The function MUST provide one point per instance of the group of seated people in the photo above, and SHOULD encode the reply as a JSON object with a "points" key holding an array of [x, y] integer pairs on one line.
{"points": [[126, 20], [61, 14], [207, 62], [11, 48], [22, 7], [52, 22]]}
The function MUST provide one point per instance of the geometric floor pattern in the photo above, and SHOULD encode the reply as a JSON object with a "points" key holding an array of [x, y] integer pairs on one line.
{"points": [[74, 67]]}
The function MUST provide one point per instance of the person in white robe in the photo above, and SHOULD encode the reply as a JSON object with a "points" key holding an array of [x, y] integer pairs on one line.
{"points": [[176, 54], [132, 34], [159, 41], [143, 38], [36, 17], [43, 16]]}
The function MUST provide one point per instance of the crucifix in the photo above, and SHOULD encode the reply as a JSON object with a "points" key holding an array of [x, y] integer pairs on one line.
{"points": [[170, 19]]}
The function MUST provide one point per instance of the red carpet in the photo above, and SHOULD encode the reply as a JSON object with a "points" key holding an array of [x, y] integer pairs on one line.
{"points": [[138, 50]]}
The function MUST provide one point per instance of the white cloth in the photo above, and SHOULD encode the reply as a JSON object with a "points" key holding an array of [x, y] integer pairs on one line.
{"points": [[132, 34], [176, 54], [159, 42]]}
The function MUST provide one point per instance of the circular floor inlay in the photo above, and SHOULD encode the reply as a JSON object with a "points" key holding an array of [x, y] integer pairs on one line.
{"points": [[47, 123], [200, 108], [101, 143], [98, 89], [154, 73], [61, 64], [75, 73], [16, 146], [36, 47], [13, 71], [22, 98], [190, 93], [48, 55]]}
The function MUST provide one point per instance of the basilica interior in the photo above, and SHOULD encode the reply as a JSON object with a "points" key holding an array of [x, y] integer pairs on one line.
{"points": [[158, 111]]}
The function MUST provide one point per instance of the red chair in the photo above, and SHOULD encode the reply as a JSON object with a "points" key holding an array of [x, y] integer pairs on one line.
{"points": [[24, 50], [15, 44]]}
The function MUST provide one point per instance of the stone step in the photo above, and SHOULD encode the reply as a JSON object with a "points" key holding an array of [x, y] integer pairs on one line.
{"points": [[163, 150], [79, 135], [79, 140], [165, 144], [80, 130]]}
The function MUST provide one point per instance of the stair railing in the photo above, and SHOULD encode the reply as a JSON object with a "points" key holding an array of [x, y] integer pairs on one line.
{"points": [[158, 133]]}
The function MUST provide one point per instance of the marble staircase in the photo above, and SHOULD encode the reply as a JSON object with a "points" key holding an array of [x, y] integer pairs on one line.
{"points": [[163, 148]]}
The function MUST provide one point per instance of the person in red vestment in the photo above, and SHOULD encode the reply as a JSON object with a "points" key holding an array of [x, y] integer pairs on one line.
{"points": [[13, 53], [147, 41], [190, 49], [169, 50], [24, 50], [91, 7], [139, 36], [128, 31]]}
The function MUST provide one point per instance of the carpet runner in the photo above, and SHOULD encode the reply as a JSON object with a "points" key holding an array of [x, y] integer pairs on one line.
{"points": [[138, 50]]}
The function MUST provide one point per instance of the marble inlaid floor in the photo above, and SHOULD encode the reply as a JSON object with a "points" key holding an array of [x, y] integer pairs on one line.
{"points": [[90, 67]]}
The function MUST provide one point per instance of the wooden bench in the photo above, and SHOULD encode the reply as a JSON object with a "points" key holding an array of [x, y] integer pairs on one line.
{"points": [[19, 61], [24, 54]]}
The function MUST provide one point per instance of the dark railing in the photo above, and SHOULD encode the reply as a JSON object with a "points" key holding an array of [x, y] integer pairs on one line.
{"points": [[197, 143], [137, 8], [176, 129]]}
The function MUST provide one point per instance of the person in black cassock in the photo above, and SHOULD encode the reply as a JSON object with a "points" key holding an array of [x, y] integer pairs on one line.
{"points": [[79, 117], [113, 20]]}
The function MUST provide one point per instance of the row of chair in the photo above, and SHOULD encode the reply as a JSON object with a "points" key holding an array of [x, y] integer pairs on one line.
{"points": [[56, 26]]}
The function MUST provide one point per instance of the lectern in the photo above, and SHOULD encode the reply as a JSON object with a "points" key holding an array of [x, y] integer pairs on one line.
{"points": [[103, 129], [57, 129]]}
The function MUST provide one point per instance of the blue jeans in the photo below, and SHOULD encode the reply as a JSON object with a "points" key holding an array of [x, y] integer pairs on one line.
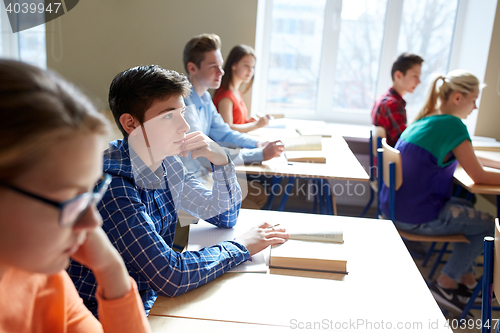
{"points": [[457, 217]]}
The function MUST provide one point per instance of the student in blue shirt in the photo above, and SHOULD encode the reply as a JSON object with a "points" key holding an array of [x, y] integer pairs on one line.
{"points": [[203, 62], [430, 149], [150, 183]]}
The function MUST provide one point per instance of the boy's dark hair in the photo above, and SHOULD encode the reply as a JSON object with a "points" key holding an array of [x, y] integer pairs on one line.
{"points": [[195, 49], [404, 62], [134, 91]]}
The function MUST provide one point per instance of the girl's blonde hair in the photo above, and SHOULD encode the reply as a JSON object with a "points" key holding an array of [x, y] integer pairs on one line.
{"points": [[38, 108], [458, 80]]}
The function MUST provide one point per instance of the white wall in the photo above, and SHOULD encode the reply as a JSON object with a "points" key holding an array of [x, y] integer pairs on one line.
{"points": [[98, 39]]}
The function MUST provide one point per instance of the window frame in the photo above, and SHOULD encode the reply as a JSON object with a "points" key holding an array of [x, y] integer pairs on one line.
{"points": [[324, 109]]}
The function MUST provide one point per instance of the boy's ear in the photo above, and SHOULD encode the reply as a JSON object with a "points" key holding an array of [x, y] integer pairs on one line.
{"points": [[398, 75], [191, 68], [129, 123]]}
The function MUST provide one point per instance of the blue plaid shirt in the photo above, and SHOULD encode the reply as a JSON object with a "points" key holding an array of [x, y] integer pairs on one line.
{"points": [[139, 212]]}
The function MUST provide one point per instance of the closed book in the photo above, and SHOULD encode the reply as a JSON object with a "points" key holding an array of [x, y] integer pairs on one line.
{"points": [[307, 255]]}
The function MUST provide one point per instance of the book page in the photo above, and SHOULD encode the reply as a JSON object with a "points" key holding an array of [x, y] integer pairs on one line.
{"points": [[205, 234], [309, 142], [322, 231], [299, 254], [305, 156]]}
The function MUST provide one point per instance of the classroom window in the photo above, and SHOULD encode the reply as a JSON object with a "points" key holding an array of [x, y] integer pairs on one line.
{"points": [[295, 49], [331, 59], [27, 45]]}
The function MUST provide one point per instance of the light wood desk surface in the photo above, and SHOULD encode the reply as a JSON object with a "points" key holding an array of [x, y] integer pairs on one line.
{"points": [[383, 284], [340, 164], [463, 178]]}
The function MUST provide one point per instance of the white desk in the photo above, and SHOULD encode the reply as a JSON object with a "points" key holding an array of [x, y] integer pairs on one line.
{"points": [[383, 287], [463, 178]]}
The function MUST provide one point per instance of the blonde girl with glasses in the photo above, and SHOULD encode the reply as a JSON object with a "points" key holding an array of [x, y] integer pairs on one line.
{"points": [[50, 160]]}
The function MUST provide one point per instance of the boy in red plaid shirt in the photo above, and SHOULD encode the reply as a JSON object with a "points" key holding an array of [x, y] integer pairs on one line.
{"points": [[389, 109]]}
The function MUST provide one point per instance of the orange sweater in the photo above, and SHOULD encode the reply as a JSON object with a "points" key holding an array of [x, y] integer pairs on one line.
{"points": [[31, 302]]}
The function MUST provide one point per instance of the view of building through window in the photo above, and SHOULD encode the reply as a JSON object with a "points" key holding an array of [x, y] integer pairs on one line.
{"points": [[32, 46], [358, 53], [27, 45], [295, 53], [297, 45], [427, 28]]}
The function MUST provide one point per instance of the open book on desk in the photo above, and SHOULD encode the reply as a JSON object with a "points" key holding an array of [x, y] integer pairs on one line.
{"points": [[316, 246], [309, 156], [204, 234], [301, 143]]}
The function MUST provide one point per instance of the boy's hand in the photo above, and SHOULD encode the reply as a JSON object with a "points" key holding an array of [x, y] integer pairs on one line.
{"points": [[258, 238], [263, 121], [271, 149], [201, 145], [98, 254]]}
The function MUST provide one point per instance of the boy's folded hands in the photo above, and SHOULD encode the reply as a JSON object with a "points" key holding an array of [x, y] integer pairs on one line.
{"points": [[198, 144]]}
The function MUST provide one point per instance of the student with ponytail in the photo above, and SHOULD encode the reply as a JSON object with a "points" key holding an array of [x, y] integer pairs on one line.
{"points": [[431, 147], [239, 70]]}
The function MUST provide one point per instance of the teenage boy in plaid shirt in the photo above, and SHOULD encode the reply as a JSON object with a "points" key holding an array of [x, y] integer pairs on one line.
{"points": [[389, 110], [150, 184]]}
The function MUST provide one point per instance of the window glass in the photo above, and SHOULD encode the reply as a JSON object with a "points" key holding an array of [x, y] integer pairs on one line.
{"points": [[32, 47], [427, 29], [295, 54], [358, 53]]}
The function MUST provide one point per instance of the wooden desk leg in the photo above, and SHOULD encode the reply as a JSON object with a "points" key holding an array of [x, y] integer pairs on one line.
{"points": [[291, 180], [270, 199], [498, 205]]}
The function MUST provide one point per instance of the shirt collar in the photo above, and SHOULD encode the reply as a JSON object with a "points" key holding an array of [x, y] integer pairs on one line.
{"points": [[143, 176], [394, 93]]}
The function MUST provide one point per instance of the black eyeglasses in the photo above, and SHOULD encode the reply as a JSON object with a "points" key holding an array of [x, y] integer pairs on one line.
{"points": [[70, 210]]}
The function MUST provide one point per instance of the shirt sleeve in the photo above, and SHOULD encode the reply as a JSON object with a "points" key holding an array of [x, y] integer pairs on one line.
{"points": [[146, 253], [219, 206]]}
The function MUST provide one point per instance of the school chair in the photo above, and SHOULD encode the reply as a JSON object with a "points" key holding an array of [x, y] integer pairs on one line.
{"points": [[389, 161], [375, 142], [488, 283]]}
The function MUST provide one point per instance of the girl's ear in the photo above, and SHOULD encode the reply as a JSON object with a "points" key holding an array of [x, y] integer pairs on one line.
{"points": [[456, 97], [191, 68]]}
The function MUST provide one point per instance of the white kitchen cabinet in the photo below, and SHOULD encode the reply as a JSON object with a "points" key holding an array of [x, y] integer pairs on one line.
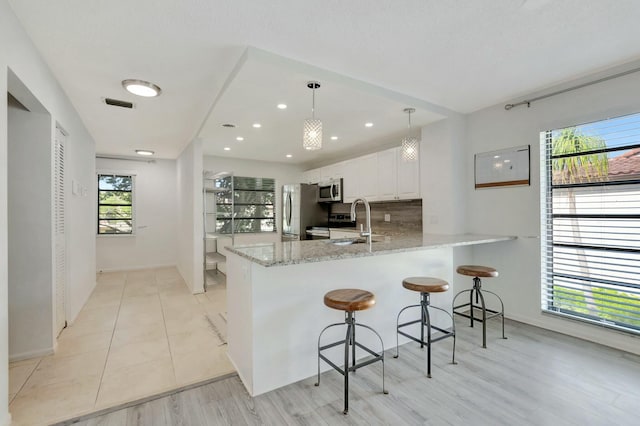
{"points": [[382, 176], [368, 177], [311, 176], [334, 171], [388, 174], [350, 180], [398, 179]]}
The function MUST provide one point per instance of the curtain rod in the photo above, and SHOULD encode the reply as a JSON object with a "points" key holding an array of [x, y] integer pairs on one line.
{"points": [[122, 157], [579, 86]]}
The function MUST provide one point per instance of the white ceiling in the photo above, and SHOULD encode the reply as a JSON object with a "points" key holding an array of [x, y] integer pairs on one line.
{"points": [[373, 58]]}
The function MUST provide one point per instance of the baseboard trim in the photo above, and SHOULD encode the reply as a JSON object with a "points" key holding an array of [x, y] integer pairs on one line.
{"points": [[135, 268], [31, 354], [6, 420], [124, 405]]}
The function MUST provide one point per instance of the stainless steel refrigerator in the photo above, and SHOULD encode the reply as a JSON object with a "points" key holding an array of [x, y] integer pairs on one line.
{"points": [[301, 210]]}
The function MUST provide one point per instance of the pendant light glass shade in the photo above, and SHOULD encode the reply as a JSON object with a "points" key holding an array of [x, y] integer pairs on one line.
{"points": [[312, 127], [312, 134], [409, 144], [409, 148]]}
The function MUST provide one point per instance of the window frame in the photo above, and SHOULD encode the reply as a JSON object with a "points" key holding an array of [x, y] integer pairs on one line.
{"points": [[117, 173], [233, 218], [559, 285]]}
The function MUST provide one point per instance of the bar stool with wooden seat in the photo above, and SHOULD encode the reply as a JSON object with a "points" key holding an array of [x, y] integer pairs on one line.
{"points": [[425, 286], [350, 301], [478, 272]]}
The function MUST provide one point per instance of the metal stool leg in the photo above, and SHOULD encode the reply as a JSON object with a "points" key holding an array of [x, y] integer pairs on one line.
{"points": [[484, 318], [427, 323], [501, 310], [346, 362], [319, 337], [453, 332], [398, 327], [350, 341], [381, 356]]}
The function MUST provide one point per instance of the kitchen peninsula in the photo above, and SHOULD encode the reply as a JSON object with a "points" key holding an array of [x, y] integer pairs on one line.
{"points": [[275, 297]]}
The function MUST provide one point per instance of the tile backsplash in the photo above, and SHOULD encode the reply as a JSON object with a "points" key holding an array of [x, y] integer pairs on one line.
{"points": [[406, 216]]}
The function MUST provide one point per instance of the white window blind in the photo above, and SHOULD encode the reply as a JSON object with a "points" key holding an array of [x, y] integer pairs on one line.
{"points": [[248, 206], [591, 222]]}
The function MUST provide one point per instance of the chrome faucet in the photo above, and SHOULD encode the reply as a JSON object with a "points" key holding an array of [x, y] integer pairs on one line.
{"points": [[363, 232]]}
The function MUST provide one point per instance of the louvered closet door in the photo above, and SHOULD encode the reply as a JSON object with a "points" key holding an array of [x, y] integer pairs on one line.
{"points": [[59, 230]]}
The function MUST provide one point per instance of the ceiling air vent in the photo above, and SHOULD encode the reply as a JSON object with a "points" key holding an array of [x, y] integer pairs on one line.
{"points": [[117, 102]]}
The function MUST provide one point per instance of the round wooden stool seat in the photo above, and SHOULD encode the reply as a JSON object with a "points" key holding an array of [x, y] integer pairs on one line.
{"points": [[477, 271], [349, 299], [425, 284]]}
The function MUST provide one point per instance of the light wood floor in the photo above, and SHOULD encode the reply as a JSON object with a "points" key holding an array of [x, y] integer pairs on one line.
{"points": [[536, 377]]}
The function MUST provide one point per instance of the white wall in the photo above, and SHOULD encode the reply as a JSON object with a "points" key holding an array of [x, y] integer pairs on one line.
{"points": [[190, 243], [18, 54], [156, 213], [516, 210], [283, 173], [30, 233]]}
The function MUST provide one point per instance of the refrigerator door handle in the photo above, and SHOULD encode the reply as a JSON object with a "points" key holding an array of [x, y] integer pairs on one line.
{"points": [[289, 208]]}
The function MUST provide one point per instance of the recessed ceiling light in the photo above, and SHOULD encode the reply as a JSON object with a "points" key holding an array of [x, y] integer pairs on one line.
{"points": [[141, 88]]}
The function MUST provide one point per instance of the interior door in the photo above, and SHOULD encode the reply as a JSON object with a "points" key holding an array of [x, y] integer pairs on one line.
{"points": [[60, 243]]}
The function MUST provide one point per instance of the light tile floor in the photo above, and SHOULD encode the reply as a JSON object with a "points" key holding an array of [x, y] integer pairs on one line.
{"points": [[140, 333]]}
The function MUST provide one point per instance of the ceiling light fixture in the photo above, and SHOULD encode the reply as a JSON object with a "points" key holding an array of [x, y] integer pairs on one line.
{"points": [[312, 127], [409, 146], [141, 88]]}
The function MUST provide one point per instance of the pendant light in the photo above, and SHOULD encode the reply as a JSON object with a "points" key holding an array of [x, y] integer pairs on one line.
{"points": [[312, 128], [409, 147]]}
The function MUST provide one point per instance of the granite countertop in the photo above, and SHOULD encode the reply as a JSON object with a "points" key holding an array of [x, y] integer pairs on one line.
{"points": [[294, 252]]}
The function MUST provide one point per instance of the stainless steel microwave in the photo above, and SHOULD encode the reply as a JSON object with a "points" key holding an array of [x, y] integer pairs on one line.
{"points": [[330, 191]]}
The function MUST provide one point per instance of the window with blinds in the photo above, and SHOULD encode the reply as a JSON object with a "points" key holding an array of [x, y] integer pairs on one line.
{"points": [[591, 222], [115, 204], [247, 207]]}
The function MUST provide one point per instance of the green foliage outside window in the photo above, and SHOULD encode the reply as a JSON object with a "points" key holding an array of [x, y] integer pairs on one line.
{"points": [[115, 204]]}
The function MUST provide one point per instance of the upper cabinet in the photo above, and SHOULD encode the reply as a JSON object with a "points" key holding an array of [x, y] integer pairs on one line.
{"points": [[382, 176], [388, 174], [333, 171], [350, 180], [311, 176]]}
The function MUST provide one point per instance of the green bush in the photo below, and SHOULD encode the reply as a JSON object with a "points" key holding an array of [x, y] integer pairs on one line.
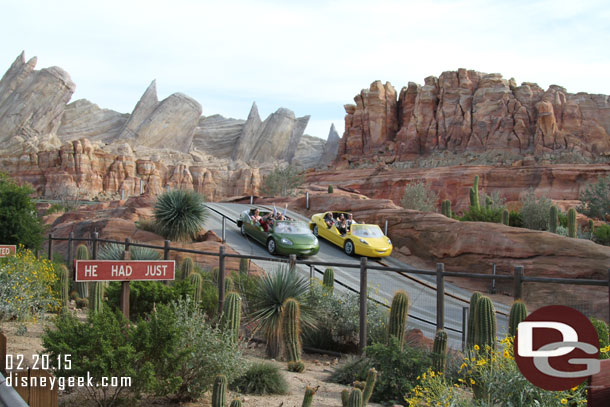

....

#### [OBJECTIVE]
Count the lines of the data above that contain the string "dark", treating uppercase and lowercase as different. Reply with the number only.

#### [SOLVED EXERCISE]
2